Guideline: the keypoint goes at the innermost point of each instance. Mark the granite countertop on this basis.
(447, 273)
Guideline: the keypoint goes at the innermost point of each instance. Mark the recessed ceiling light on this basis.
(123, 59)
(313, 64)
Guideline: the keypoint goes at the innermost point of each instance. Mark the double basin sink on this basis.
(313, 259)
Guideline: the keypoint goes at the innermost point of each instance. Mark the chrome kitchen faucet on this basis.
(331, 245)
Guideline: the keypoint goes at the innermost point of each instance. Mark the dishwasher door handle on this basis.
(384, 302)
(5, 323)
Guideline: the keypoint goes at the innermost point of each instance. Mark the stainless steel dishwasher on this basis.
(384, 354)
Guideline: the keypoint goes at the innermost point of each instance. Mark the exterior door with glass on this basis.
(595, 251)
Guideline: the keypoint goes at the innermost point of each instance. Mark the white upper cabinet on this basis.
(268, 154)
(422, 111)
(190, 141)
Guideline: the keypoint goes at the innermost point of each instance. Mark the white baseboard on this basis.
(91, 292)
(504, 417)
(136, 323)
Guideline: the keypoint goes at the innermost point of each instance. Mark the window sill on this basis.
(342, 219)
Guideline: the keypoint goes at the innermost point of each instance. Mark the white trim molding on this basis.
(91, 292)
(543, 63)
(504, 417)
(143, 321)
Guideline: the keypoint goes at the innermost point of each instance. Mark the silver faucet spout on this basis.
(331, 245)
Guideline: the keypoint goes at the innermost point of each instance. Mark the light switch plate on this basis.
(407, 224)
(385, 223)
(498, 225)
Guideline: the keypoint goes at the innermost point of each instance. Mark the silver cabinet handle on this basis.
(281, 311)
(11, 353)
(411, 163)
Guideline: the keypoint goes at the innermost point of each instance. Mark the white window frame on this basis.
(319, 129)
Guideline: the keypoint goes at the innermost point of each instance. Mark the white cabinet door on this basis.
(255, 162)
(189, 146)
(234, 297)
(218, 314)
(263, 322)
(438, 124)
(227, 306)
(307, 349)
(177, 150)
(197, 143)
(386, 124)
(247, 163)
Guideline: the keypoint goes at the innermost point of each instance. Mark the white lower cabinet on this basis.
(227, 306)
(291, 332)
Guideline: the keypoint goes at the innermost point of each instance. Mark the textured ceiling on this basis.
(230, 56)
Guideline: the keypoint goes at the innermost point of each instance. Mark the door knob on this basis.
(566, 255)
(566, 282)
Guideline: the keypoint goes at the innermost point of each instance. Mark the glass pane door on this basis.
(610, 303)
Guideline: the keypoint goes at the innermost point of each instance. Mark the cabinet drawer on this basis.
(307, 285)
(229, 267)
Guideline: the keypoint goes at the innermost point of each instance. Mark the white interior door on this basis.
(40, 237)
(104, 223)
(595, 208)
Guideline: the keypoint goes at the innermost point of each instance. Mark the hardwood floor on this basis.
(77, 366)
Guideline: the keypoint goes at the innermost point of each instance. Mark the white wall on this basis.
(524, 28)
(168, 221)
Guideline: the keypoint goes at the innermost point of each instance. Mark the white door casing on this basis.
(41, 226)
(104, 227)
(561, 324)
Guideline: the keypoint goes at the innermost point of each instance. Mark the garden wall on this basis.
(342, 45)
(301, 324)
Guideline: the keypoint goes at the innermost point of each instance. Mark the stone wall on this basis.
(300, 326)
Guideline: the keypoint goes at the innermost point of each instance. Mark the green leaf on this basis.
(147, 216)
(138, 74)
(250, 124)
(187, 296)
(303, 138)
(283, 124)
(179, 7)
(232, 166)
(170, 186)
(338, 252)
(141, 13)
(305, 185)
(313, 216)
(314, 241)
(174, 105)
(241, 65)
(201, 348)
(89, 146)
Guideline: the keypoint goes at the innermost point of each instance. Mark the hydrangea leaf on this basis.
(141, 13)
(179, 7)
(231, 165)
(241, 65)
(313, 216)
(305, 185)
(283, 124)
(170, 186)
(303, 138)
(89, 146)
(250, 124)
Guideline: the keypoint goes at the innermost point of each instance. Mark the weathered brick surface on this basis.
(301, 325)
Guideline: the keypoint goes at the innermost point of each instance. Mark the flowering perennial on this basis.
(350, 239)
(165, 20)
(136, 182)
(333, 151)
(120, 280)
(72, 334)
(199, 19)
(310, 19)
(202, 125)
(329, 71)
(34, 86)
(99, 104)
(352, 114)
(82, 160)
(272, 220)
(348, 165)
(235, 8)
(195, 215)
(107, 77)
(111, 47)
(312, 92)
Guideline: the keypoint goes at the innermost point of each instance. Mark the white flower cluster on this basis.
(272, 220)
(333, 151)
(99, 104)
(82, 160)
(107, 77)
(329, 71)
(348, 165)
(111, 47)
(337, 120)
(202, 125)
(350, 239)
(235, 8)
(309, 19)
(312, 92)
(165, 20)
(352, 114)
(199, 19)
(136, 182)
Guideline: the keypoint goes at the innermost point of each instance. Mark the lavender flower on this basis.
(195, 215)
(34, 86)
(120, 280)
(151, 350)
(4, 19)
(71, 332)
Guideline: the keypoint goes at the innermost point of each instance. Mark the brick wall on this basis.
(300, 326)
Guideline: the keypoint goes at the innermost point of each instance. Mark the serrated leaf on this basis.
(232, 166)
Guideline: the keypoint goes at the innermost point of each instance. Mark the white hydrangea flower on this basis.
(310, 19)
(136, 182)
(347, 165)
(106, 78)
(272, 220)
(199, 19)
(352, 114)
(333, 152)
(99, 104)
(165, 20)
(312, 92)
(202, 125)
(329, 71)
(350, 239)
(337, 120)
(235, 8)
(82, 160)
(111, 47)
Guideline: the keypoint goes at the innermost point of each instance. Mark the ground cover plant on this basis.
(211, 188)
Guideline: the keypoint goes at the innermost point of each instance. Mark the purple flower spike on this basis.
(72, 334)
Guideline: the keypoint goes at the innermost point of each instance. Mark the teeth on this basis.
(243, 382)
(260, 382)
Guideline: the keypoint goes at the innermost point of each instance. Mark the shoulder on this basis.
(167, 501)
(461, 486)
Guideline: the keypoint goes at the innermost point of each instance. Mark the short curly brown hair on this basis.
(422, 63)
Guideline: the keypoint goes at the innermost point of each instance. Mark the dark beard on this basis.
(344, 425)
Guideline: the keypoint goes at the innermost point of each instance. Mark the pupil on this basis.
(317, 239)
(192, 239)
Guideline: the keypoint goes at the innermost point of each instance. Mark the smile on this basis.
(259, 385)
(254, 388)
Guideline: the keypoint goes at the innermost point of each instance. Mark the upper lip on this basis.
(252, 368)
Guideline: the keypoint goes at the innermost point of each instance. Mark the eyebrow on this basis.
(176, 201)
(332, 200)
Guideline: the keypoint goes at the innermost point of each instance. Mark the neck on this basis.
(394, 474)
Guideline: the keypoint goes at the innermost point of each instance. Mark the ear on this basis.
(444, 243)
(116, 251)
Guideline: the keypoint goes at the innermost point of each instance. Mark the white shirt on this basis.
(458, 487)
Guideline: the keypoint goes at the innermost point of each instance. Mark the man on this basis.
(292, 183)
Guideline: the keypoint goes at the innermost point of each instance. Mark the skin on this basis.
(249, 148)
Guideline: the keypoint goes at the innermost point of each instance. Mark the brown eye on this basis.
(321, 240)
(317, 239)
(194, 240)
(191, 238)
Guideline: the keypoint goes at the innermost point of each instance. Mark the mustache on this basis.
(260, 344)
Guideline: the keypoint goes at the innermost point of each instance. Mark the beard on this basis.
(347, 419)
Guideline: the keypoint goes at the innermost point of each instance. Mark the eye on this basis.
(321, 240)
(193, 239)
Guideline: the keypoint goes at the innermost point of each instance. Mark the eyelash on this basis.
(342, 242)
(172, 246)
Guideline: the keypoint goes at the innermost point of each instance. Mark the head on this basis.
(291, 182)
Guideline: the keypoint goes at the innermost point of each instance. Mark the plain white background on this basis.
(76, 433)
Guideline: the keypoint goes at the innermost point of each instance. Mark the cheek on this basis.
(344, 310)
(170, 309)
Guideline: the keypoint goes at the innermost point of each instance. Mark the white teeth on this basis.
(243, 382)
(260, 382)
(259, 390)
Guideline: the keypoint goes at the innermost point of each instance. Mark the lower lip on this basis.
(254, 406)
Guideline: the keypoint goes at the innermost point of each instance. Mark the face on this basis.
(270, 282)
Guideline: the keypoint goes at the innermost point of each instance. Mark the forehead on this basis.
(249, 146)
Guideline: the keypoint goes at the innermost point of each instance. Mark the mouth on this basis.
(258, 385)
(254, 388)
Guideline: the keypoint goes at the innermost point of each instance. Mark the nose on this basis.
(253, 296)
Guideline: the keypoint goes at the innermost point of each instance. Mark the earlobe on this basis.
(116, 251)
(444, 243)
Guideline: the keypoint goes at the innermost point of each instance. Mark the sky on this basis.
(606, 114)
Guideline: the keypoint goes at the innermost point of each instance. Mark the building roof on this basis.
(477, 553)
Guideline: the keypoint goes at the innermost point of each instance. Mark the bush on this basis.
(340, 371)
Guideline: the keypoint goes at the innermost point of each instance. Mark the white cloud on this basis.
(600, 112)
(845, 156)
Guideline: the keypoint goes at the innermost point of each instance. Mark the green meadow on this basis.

◆ ◆ ◆ ◆

◆ Your objective
Lines before the one containing "cloud on this basis." are left out. Repeat that line and all lines after it in the records above exactly.

◆ Response box
Guideline: the keypoint goes at the innermost point of each instance. Mark the white cloud on this basis.
(600, 112)
(845, 156)
Guideline: the keypoint goes at the innermost point of each instance. Mark the green meadow on this basis.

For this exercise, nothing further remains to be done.